Given request — Your task is to return the span of lines beginning at the one with "Could you point to the tree" and ending at the last line of the data, exactly as it stands.
------------------------------------------------
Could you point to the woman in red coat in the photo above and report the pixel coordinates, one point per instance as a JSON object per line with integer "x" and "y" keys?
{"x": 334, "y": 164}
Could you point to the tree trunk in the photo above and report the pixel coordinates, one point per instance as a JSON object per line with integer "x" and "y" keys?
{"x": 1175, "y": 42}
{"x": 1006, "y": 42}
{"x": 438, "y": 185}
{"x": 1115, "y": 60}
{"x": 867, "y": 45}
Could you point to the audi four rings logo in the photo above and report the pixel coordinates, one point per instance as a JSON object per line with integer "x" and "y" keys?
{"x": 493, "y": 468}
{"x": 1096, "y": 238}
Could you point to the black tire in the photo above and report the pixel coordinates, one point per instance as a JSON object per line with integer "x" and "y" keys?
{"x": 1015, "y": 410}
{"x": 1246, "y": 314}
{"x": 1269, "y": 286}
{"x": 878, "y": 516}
------------------------------------------------
Task solution —
Could you point to the tree trunk in the photo above and report the pixel coordinates, one point per instance as a JSON object per line with integer "x" and "y" keys?
{"x": 1175, "y": 42}
{"x": 1006, "y": 42}
{"x": 438, "y": 185}
{"x": 1115, "y": 60}
{"x": 867, "y": 45}
Could you point to the audi four rings logo in the photo above and report the pixel coordinates, one point per instance as a JSON object per line with integer "x" and "y" keys?
{"x": 493, "y": 468}
{"x": 1096, "y": 238}
Could you point to the black tire in the photo above and report the pixel coordinates, one point per instance as a JSON object per line with integer "x" and "y" keys?
{"x": 1015, "y": 410}
{"x": 1246, "y": 314}
{"x": 1269, "y": 286}
{"x": 878, "y": 516}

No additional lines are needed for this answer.